- Data for the task -
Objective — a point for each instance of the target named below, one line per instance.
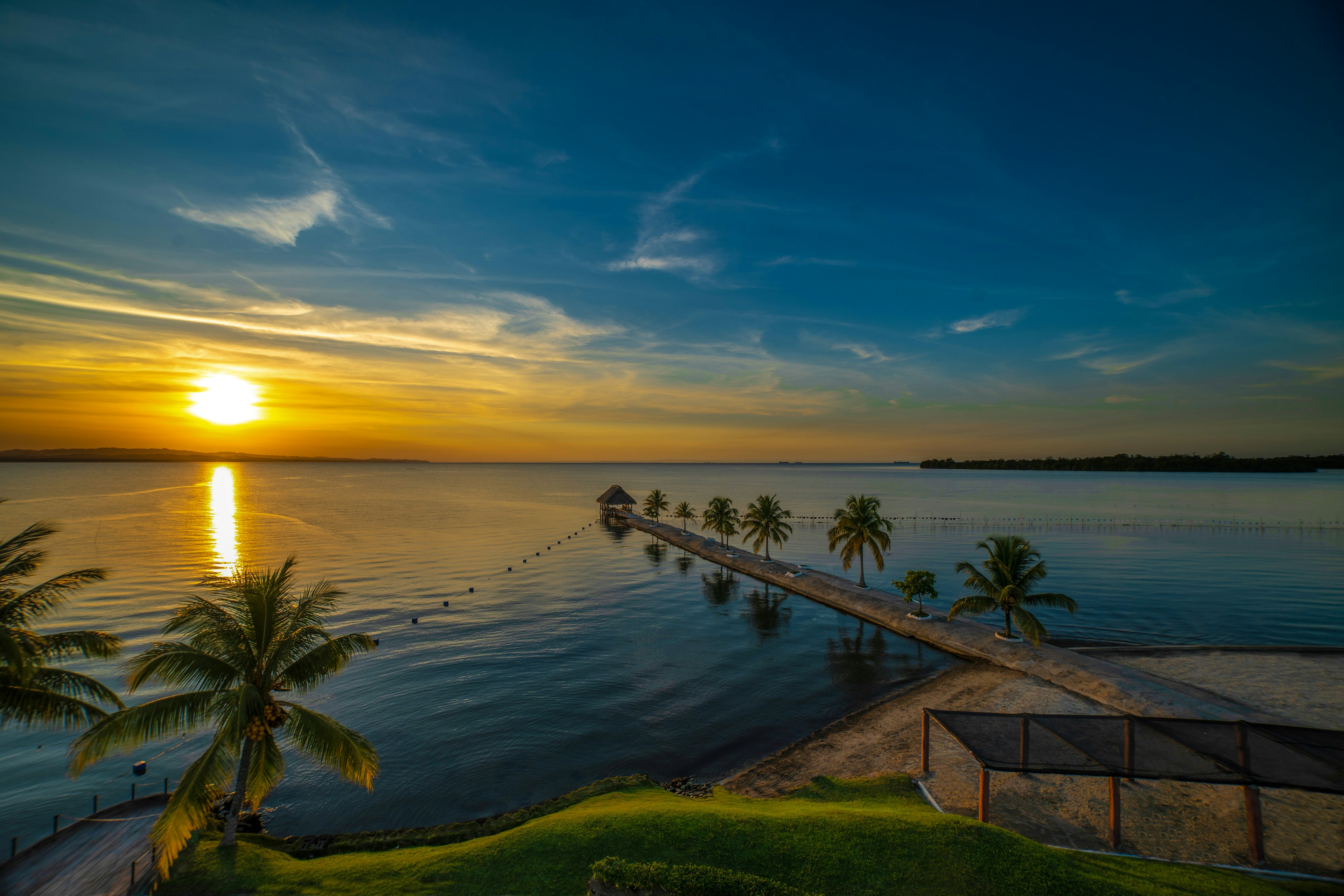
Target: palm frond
(176, 664)
(26, 706)
(130, 729)
(91, 645)
(189, 809)
(324, 662)
(972, 605)
(331, 743)
(73, 684)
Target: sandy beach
(1170, 820)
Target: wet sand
(1170, 820)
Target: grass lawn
(834, 838)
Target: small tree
(918, 583)
(685, 512)
(765, 523)
(656, 504)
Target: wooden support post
(1115, 813)
(924, 743)
(1129, 747)
(1254, 825)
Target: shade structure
(616, 496)
(1195, 750)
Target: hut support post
(1129, 747)
(1115, 812)
(924, 743)
(1254, 825)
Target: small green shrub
(687, 880)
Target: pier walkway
(94, 856)
(1123, 688)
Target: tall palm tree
(656, 504)
(1013, 572)
(685, 512)
(722, 518)
(254, 636)
(859, 526)
(33, 694)
(765, 523)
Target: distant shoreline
(1163, 464)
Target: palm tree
(656, 504)
(31, 692)
(1007, 585)
(859, 524)
(765, 523)
(252, 639)
(722, 518)
(685, 512)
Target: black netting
(1218, 753)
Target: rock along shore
(1126, 690)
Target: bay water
(605, 652)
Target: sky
(723, 232)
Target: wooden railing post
(924, 743)
(1251, 793)
(1115, 812)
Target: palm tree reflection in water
(720, 588)
(765, 613)
(861, 664)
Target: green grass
(834, 838)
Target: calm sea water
(612, 655)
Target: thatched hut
(615, 499)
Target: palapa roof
(616, 496)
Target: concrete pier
(1123, 688)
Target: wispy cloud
(666, 246)
(277, 222)
(1316, 374)
(1198, 290)
(988, 322)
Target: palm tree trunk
(240, 790)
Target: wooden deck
(91, 858)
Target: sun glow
(225, 399)
(222, 523)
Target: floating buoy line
(536, 554)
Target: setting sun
(225, 399)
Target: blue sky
(634, 232)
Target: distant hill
(1219, 463)
(171, 455)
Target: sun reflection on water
(222, 523)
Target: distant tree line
(1219, 463)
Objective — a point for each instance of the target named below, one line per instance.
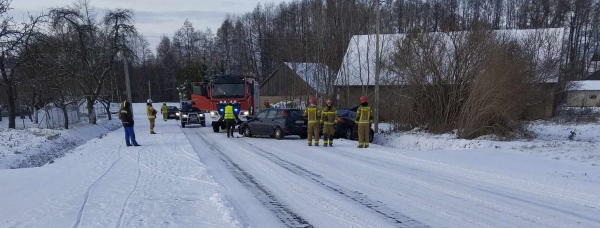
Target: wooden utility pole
(377, 70)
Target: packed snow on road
(193, 177)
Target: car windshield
(294, 113)
(228, 91)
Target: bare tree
(97, 45)
(14, 39)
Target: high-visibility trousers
(363, 134)
(328, 132)
(313, 129)
(151, 125)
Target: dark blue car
(275, 122)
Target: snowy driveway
(193, 177)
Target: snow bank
(551, 140)
(34, 147)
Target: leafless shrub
(479, 82)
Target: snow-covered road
(381, 187)
(193, 177)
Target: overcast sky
(155, 18)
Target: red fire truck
(242, 89)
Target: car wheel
(278, 133)
(247, 132)
(349, 133)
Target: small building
(584, 93)
(296, 82)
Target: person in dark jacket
(126, 118)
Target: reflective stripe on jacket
(329, 115)
(312, 113)
(229, 113)
(364, 115)
(150, 112)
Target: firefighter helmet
(363, 99)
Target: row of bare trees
(479, 82)
(62, 58)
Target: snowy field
(573, 142)
(32, 146)
(193, 177)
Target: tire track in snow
(283, 213)
(356, 196)
(205, 183)
(89, 190)
(137, 180)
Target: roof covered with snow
(314, 74)
(587, 85)
(358, 65)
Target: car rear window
(294, 113)
(343, 113)
(272, 114)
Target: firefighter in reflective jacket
(164, 111)
(312, 114)
(230, 119)
(328, 119)
(151, 113)
(364, 118)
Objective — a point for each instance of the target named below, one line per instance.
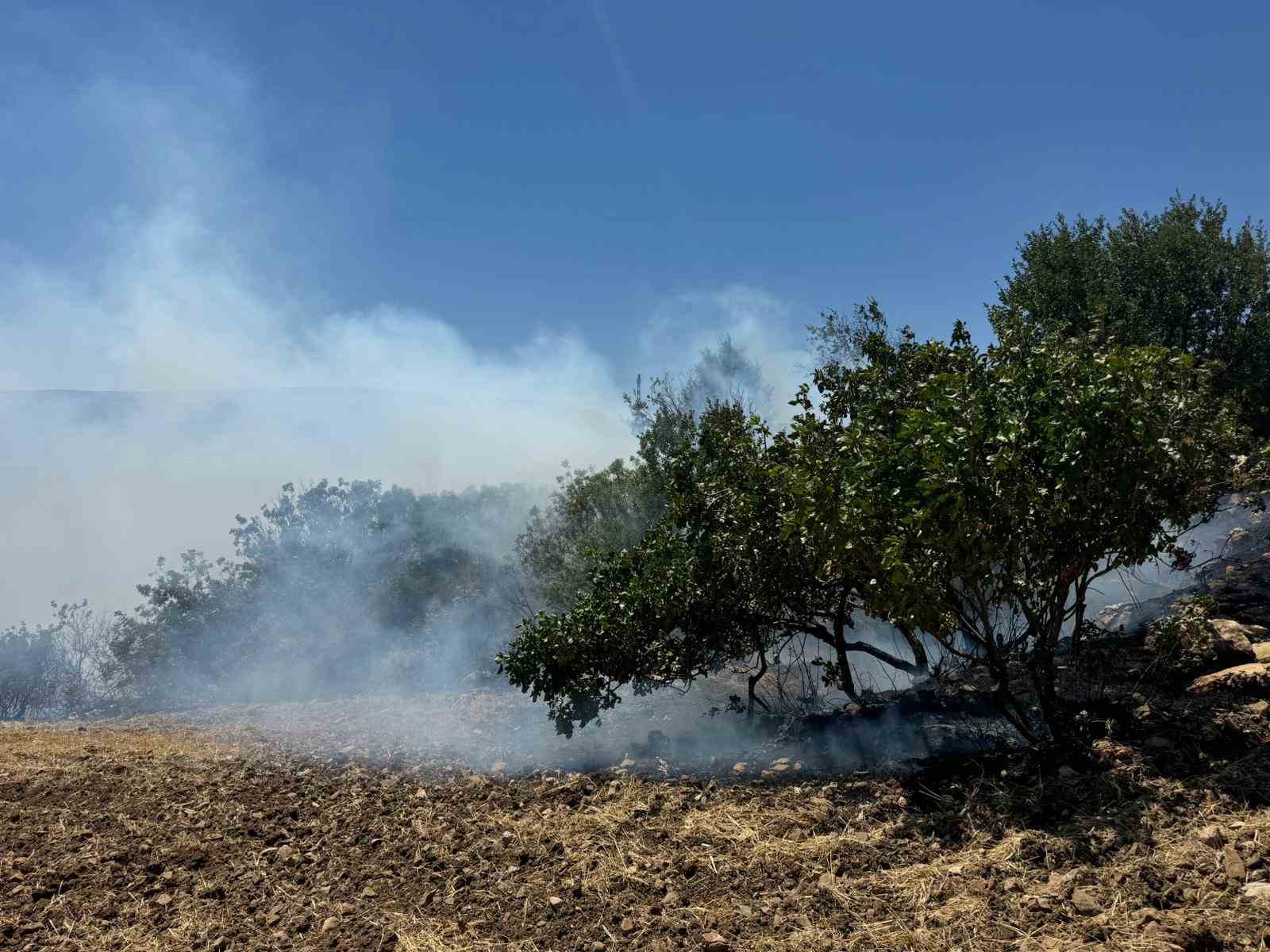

- Task description -
Reproduce the lines above letter for letter. The pictures stay behind.

- Result of this exercise -
Objective — a point for each instance of the target named below, one line per instance.
Target: palm frond
(176, 664)
(26, 706)
(130, 729)
(91, 645)
(189, 809)
(324, 662)
(972, 605)
(331, 743)
(73, 684)
Target: sandy beach
(1170, 820)
Target: wet sand
(1170, 820)
Target: grass lawn
(834, 838)
Target: small tree
(918, 583)
(685, 512)
(765, 523)
(656, 504)
Target: wooden support post
(1115, 813)
(924, 743)
(1129, 747)
(1254, 825)
Target: shade structure
(616, 496)
(1195, 750)
Target: hut support post
(1129, 747)
(1115, 812)
(924, 743)
(1254, 825)
Target: small green shrub
(687, 880)
Target: pier walkway
(94, 856)
(1123, 688)
Target: tall palm tree
(656, 504)
(1013, 572)
(685, 512)
(722, 518)
(254, 636)
(859, 526)
(33, 694)
(765, 523)
Target: distant shoreline
(1163, 464)
Target: palm tree
(656, 504)
(31, 692)
(1007, 585)
(859, 524)
(765, 523)
(252, 639)
(722, 518)
(685, 512)
Target: black netting
(1218, 753)
Target: rock along shore
(1126, 690)
Target: bay water
(605, 652)
Target: sky
(723, 232)
Target: wooden railing post
(924, 743)
(1251, 793)
(1115, 812)
Target: palm tree reflection in water
(720, 588)
(765, 613)
(861, 664)
Target: green grass
(834, 838)
Target: calm sea water
(612, 655)
Target: thatched hut
(615, 499)
Target: palapa roof
(616, 496)
Target: concrete pier
(1123, 688)
Target: wispy cloud
(666, 246)
(277, 222)
(1316, 374)
(1198, 290)
(988, 322)
Target: palm tree trunk
(240, 790)
Target: wooden deck
(91, 858)
Target: sun glow
(225, 399)
(222, 523)
Target: floating buoy line
(536, 554)
Target: setting sun
(225, 399)
Target: blue sky
(634, 232)
Target: distant hill
(1219, 463)
(171, 455)
Target: sun reflection on water
(222, 523)
Target: distant tree line
(1219, 463)
Objective — a point for each instance of the target named below, one line per instance.
Target: wooden utility pole
(377, 70)
Target: packed snow on road
(193, 177)
Target: car windshield
(294, 113)
(228, 91)
Target: bare tree
(97, 45)
(14, 39)
Target: high-visibility trousers
(363, 134)
(328, 132)
(313, 129)
(151, 125)
Target: dark blue car
(275, 122)
Target: snowy driveway
(193, 177)
Target: snow bank
(551, 140)
(34, 147)
Target: leafless shrub
(479, 82)
Target: snow-covered road
(381, 187)
(193, 177)
Target: overcast sky
(155, 18)
Target: red fire truck
(242, 89)
Target: car wheel
(278, 133)
(247, 132)
(349, 133)
Target: small building
(584, 93)
(296, 82)
Target: person in dark jacket
(126, 118)
Target: reflective stripe on jacket
(329, 115)
(312, 113)
(229, 113)
(364, 115)
(150, 112)
Target: firefighter helmet
(363, 99)
Target: row of bare trees
(479, 82)
(62, 58)
Target: snowy field
(573, 142)
(32, 146)
(193, 177)
Target: tire track in snow
(283, 213)
(356, 196)
(205, 183)
(89, 190)
(137, 180)
Target: roof covered with snow
(314, 74)
(587, 85)
(358, 65)
Target: car rear window
(294, 113)
(343, 113)
(272, 114)
Target: firefighter in reflective jacket
(164, 111)
(312, 114)
(230, 119)
(328, 119)
(151, 113)
(364, 118)
Objective — a point for each instance of the target named below, one line per instance.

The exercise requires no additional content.